Task statement
For this exercise, retype all the data exactly and exclude every image.

Natural language region descriptions:
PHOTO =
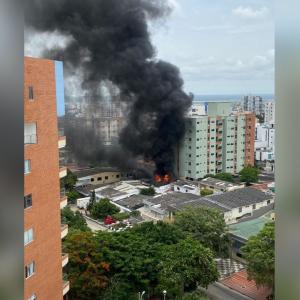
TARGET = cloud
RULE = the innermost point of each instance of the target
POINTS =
(250, 13)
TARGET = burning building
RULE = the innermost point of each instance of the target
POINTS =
(111, 42)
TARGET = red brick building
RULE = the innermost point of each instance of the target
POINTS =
(43, 232)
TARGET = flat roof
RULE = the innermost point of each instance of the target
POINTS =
(241, 197)
(249, 228)
(134, 201)
(92, 171)
(218, 183)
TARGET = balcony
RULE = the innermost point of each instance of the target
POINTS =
(62, 172)
(64, 259)
(63, 198)
(63, 230)
(62, 142)
(66, 285)
(30, 139)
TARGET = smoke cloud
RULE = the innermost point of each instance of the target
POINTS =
(110, 40)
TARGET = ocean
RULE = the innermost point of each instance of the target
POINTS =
(230, 98)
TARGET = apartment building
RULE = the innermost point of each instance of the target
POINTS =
(43, 232)
(217, 142)
(253, 104)
(269, 112)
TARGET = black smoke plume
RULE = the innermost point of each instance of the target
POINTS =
(110, 40)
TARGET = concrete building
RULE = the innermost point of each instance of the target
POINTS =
(97, 176)
(269, 112)
(235, 205)
(217, 142)
(253, 104)
(43, 231)
(219, 185)
(265, 142)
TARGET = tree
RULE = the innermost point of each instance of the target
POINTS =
(224, 176)
(69, 181)
(72, 196)
(148, 191)
(259, 253)
(184, 266)
(74, 220)
(206, 192)
(249, 174)
(87, 271)
(103, 208)
(91, 202)
(205, 224)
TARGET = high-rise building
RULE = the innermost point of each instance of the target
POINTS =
(269, 112)
(217, 142)
(43, 198)
(253, 104)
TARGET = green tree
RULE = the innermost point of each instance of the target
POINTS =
(249, 175)
(87, 271)
(72, 196)
(69, 181)
(74, 220)
(207, 225)
(206, 192)
(91, 202)
(103, 208)
(184, 266)
(259, 253)
(224, 176)
(148, 191)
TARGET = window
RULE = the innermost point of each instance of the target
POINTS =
(30, 92)
(27, 166)
(28, 236)
(32, 297)
(30, 136)
(29, 270)
(28, 201)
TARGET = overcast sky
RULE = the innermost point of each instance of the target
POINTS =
(220, 46)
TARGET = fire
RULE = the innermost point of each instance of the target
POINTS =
(162, 178)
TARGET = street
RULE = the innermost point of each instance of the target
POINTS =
(217, 291)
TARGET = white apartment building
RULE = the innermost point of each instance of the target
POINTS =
(269, 112)
(217, 142)
(253, 104)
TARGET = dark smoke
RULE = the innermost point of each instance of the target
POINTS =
(111, 41)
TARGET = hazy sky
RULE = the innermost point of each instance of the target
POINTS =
(220, 46)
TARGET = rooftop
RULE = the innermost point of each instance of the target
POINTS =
(219, 183)
(249, 228)
(133, 202)
(92, 171)
(241, 197)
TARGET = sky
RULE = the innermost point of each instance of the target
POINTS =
(220, 46)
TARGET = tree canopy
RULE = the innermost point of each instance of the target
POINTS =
(205, 224)
(149, 257)
(260, 255)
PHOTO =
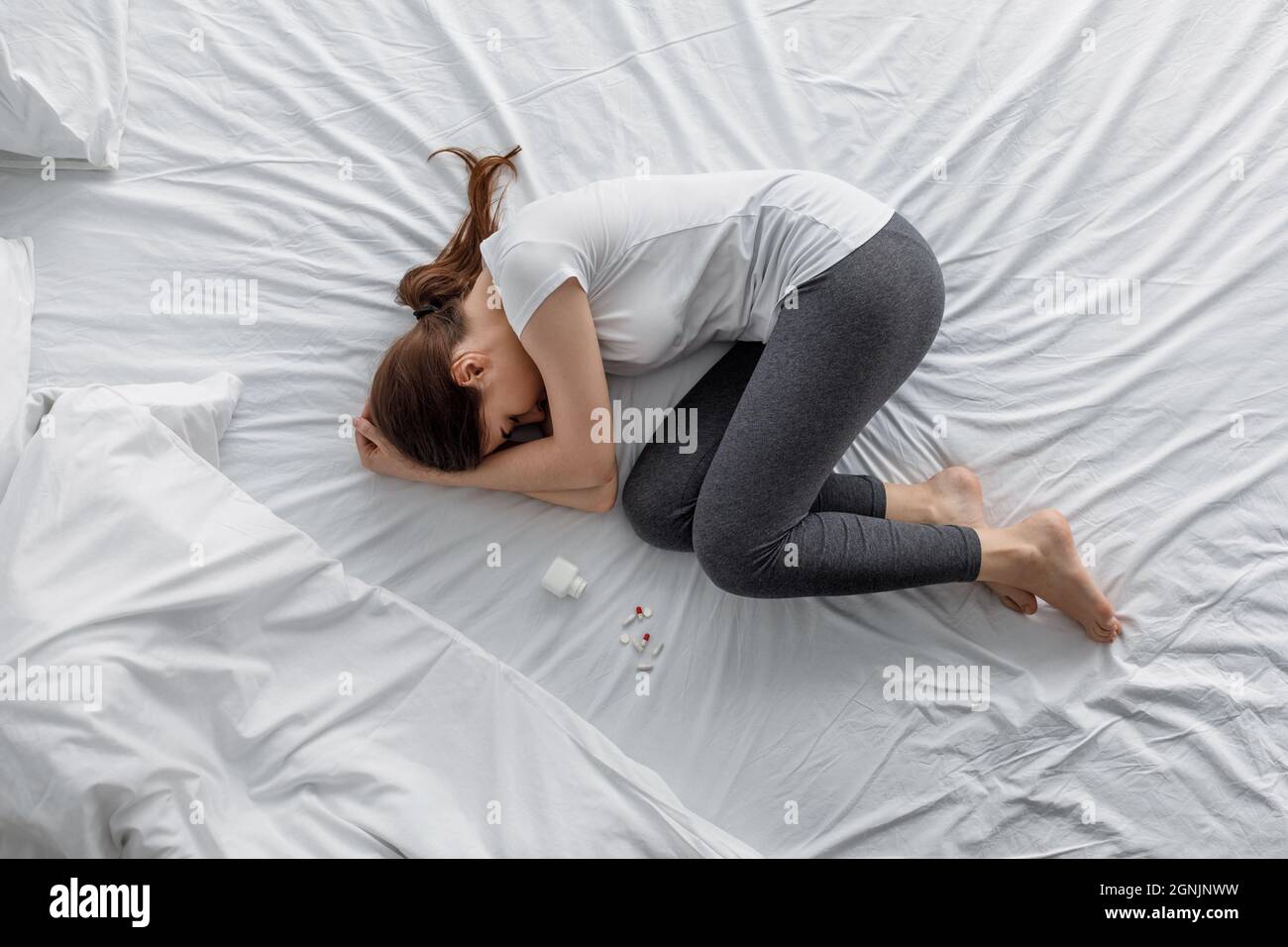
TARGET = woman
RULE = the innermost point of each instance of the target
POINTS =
(832, 299)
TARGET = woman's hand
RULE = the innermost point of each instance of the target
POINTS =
(380, 457)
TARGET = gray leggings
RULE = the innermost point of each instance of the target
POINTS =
(758, 501)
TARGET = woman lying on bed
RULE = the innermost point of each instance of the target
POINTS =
(832, 299)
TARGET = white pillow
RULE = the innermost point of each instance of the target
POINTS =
(17, 298)
(197, 412)
(62, 80)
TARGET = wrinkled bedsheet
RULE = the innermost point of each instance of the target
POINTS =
(1107, 187)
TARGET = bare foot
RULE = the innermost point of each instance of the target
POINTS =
(958, 500)
(1039, 554)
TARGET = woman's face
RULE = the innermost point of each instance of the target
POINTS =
(492, 359)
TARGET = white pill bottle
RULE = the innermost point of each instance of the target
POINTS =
(563, 579)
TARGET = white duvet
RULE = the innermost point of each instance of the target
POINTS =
(184, 674)
(1104, 141)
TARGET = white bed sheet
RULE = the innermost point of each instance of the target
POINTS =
(1150, 149)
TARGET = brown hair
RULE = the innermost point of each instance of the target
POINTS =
(415, 401)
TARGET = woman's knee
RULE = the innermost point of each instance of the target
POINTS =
(728, 552)
(655, 512)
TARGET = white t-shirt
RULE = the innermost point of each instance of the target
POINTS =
(670, 263)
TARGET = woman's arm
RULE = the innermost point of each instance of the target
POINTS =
(590, 499)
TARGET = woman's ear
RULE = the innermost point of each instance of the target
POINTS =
(469, 367)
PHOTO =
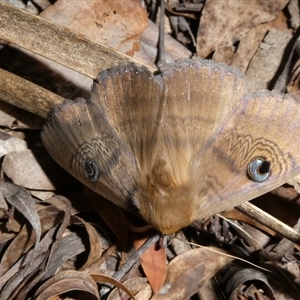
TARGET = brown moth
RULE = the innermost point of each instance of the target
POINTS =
(179, 146)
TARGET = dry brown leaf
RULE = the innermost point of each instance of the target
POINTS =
(153, 260)
(112, 215)
(8, 144)
(266, 61)
(114, 23)
(27, 168)
(247, 283)
(14, 117)
(67, 281)
(102, 278)
(187, 272)
(139, 287)
(19, 198)
(225, 22)
(94, 242)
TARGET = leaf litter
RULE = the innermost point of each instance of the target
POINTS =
(59, 247)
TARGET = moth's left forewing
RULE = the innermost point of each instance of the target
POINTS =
(265, 125)
(79, 138)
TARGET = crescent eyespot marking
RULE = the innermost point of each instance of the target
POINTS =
(101, 153)
(259, 169)
(91, 170)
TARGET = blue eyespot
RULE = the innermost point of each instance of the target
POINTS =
(259, 169)
(91, 170)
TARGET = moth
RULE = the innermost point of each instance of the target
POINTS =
(178, 146)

Result of this task
PHOTO =
TARGET = cloud
RULE = the innermost point of each instance of the target
POINTS =
(250, 13)
TARGET = burning building
RULE = the innermost point of each instance of the target
POINTS =
(111, 42)
TARGET = red brick building
RULE = the innermost point of each instance of the target
POINTS =
(43, 232)
TARGET = flat roof
RULE = the innermost point of each instance of the target
POINTS =
(241, 197)
(249, 228)
(134, 201)
(92, 171)
(218, 183)
TARGET = balcony
RULE = the innermost point of each instance of the target
POINTS =
(62, 172)
(64, 259)
(63, 198)
(63, 230)
(62, 142)
(66, 285)
(30, 139)
TARGET = smoke cloud
RULE = the innermost point of each instance of the target
POINTS =
(110, 40)
TARGET = ocean
RULE = the innermost point of each instance of the target
POINTS =
(230, 98)
TARGET = apartment building
RULE = the innermost point of each instance of the target
POINTS =
(43, 232)
(217, 142)
(253, 104)
(269, 112)
TARGET = black smoke plume
RULE = the innermost point of each instance of the target
POINTS =
(110, 40)
TARGET = concrete building
RULE = the innermost point of each instance of the target
POINTS =
(97, 176)
(269, 112)
(235, 205)
(217, 142)
(253, 104)
(43, 231)
(219, 185)
(265, 142)
TARGET = tree
RULE = the innermost point of each instance of the target
POINTS =
(224, 176)
(69, 181)
(72, 196)
(148, 191)
(259, 253)
(184, 266)
(74, 220)
(206, 192)
(249, 174)
(87, 271)
(103, 208)
(91, 202)
(205, 224)
TARGET = high-rise building
RULE = the innermost point of each instance of the target
POINTS =
(269, 112)
(217, 142)
(43, 198)
(253, 104)
TARGET = green tree
RULE = the innermost point of each instance of the target
POINTS =
(249, 175)
(87, 271)
(72, 196)
(69, 181)
(74, 220)
(207, 225)
(206, 192)
(91, 202)
(103, 208)
(184, 266)
(259, 253)
(224, 176)
(148, 191)
TARGET = window
RULE = the innermost point of each instance of the target
POINTS =
(30, 92)
(27, 166)
(28, 236)
(32, 297)
(30, 136)
(29, 270)
(28, 201)
TARGET = overcast sky
RULE = the innermost point of each instance of the target
POINTS =
(220, 46)
TARGET = fire
RULE = the innermost point of each instance of the target
POINTS =
(162, 178)
TARGET = street
RULE = the innermost point of each instance of the target
POINTS =
(217, 291)
TARGET = white apartment building
RULE = the innermost point of each instance of the target
POINTS =
(269, 112)
(217, 142)
(253, 104)
TARGET = dark smoke
RULE = the innermost point of each instance of the target
POINTS =
(111, 41)
TARGET = hazy sky
RULE = the innermost point of each instance of the target
POINTS =
(220, 46)
TARGET = rooftop
RULE = the innermost point of each instance of the target
POINTS =
(219, 183)
(249, 228)
(133, 202)
(92, 171)
(241, 197)
TARGET = sky
RULE = the innermost point of each instance of the target
POINTS =
(220, 46)
TARGET = tree canopy
RULE = the innermost point of each instance of the target
POINTS =
(205, 224)
(149, 257)
(260, 255)
PHOTO =
TARGET = woman
RULE = the innermost point of each instance of the target
POINTS =
(832, 299)
TARGET = woman's hand
RULE = the innermost point of each instance of the target
POINTS =
(380, 457)
TARGET = gray leggings
RULE = the innermost point of each instance of the target
POINTS =
(758, 501)
TARGET = woman lying on bed
RULE = the innermost point of each instance of the target
POINTS =
(832, 299)
TARGET = white pillow
RULE = the innermost point of each instance of the target
POINTS =
(17, 298)
(197, 412)
(62, 80)
TARGET = wrinkled bedsheet
RULE = the innermost point of each instance of the target
POINTS =
(1107, 187)
TARGET = bare foot
RULE = the innermost point of each instance of the target
POINTS =
(958, 500)
(1039, 554)
TARGET = woman's face
RULE = the innermost point of each instance of the target
POINTS =
(492, 359)
TARGET = white pill bottle
RULE = the innermost point of each instance of the target
POINTS =
(563, 579)
TARGET = white duvet
RULE = the innermost point of each instance of the target
POINTS =
(184, 674)
(1104, 141)
TARGET = white bed sheet
RULE = the innermost point of each instance of the target
POINTS =
(1150, 149)
TARGET = brown hair
RULE = the innermost point of each instance of the target
POINTS =
(415, 401)
TARGET = woman's knee
RULE = the innermost point of each instance of the target
POINTS =
(728, 552)
(655, 512)
TARGET = white t-shirt
RULE = the innermost point of each instance of the target
POINTS =
(670, 263)
TARGET = woman's arm
RULE = the innermost point of each instance of the target
POINTS =
(590, 499)
TARGET = woman's ear
RULE = the innermost point of each instance of the target
POINTS =
(469, 367)
PHOTO =
TARGET = brown moth
RULE = the innermost point of each instance of the target
POINTS =
(179, 146)
TARGET = dry brown leaf
RULE = the innermost point of each instance of the target
POINTS =
(153, 260)
(112, 215)
(8, 144)
(266, 61)
(114, 23)
(27, 168)
(247, 283)
(14, 117)
(67, 281)
(102, 278)
(187, 272)
(139, 287)
(19, 198)
(225, 22)
(94, 242)
TARGET = leaf litter
RULE = the innermost point of each instance of the target
POINTS =
(59, 247)
TARGET = moth's left forewing
RULE = the innermost point of each instance of the target
POINTS =
(265, 125)
(79, 138)
TARGET = crescent eyespot marking
RULE = the innermost point of each instance of the target
POINTS =
(101, 153)
(259, 169)
(91, 170)
TARGET = blue eyespot
RULE = the innermost point of each instance of the target
POINTS =
(259, 169)
(91, 170)
TARGET = moth
RULE = the innermost point of each instance of the target
POINTS =
(178, 146)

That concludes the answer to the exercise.